◆ TASK: How many lines of the rows contain the word "towel"? Give only the number.

[Image location labeling entries]
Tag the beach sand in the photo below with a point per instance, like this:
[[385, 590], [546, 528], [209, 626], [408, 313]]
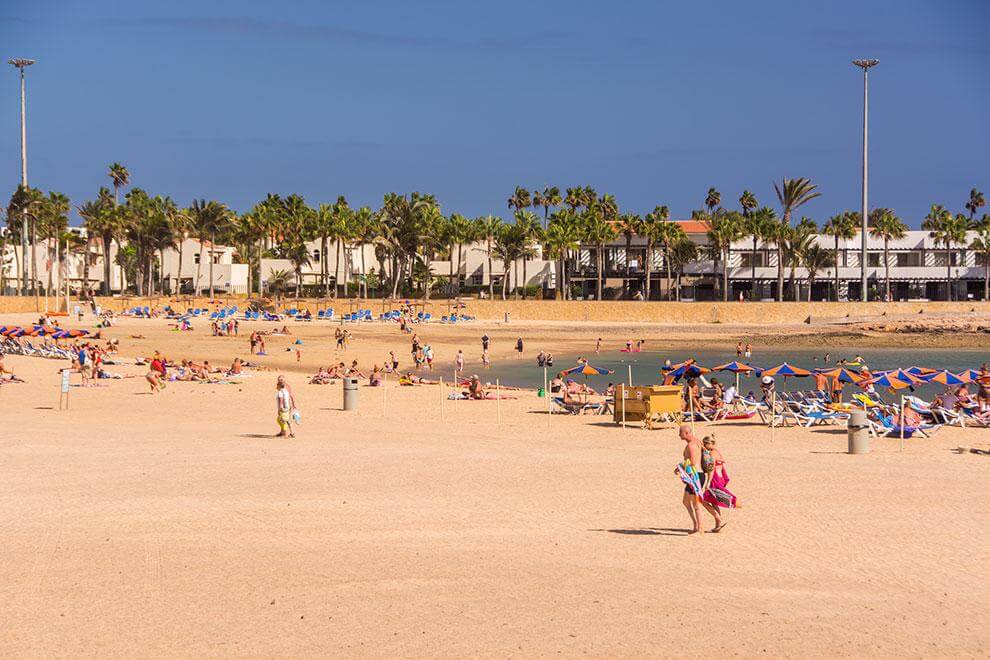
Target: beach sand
[[175, 524]]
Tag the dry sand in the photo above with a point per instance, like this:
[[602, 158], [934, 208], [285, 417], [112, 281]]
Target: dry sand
[[174, 524]]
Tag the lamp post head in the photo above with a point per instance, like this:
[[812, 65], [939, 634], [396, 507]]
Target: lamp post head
[[866, 64]]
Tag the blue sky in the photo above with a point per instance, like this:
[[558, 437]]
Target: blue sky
[[651, 101]]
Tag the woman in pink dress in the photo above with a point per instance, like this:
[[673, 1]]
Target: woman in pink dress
[[716, 494]]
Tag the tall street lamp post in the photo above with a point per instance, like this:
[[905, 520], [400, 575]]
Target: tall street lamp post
[[22, 64], [865, 65]]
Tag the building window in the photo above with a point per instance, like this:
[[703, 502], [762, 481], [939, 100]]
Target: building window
[[908, 259], [746, 259]]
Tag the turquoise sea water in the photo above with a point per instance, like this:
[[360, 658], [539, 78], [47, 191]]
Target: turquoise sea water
[[646, 365]]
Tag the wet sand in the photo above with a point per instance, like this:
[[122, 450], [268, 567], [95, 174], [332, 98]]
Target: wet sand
[[175, 524]]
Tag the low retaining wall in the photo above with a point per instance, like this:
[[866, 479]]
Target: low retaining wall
[[768, 313]]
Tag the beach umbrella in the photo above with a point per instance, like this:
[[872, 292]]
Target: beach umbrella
[[944, 377], [689, 368], [973, 374], [786, 370], [587, 370], [891, 381], [737, 368], [842, 374]]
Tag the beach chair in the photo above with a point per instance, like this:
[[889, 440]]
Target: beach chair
[[573, 408]]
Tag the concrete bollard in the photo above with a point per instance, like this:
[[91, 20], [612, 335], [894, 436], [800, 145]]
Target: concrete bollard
[[350, 393], [859, 432]]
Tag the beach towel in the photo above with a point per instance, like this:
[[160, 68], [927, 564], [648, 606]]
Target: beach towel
[[690, 477], [717, 493]]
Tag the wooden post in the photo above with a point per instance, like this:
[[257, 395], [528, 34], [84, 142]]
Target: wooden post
[[691, 407], [773, 413], [901, 423], [498, 403], [546, 395], [622, 393]]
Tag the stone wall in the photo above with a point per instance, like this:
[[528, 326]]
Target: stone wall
[[768, 313]]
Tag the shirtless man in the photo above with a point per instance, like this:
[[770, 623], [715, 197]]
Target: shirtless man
[[692, 454]]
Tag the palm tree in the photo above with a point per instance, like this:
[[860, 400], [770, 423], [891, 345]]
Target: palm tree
[[713, 200], [508, 246], [530, 228], [488, 228], [653, 230], [975, 203], [799, 239], [549, 198], [947, 230], [981, 243], [843, 226], [208, 219], [792, 193], [629, 225], [724, 228], [755, 223], [599, 230], [889, 227], [815, 258], [681, 252], [120, 177], [560, 238], [520, 199]]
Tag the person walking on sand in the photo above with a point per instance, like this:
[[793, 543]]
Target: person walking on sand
[[284, 404], [692, 461]]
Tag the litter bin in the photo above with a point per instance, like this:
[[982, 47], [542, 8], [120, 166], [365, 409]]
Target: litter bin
[[350, 394], [859, 432]]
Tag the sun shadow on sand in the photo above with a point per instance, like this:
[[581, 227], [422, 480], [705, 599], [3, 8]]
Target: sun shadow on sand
[[647, 531]]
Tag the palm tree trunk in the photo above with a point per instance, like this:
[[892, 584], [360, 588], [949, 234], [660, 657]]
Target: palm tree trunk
[[836, 260], [106, 264], [213, 244], [324, 268], [948, 270], [886, 265], [780, 274], [491, 282], [725, 275], [199, 267], [601, 267], [649, 269], [336, 272]]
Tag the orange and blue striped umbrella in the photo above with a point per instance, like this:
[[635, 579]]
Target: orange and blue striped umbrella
[[786, 370], [844, 375], [588, 370], [735, 367], [944, 377]]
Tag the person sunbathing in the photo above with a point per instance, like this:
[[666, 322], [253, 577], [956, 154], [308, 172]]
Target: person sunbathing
[[475, 389], [321, 377]]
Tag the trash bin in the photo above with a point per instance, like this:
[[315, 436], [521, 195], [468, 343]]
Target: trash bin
[[859, 432], [350, 394]]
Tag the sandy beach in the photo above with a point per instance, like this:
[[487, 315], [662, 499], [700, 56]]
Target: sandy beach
[[175, 524]]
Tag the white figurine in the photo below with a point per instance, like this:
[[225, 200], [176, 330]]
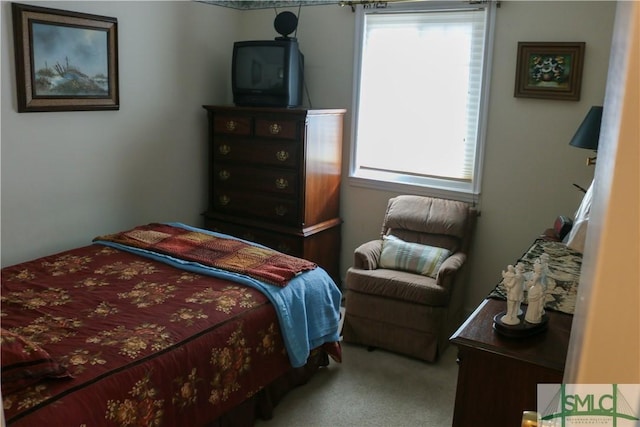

◆ THE COMPLETED TASK: 2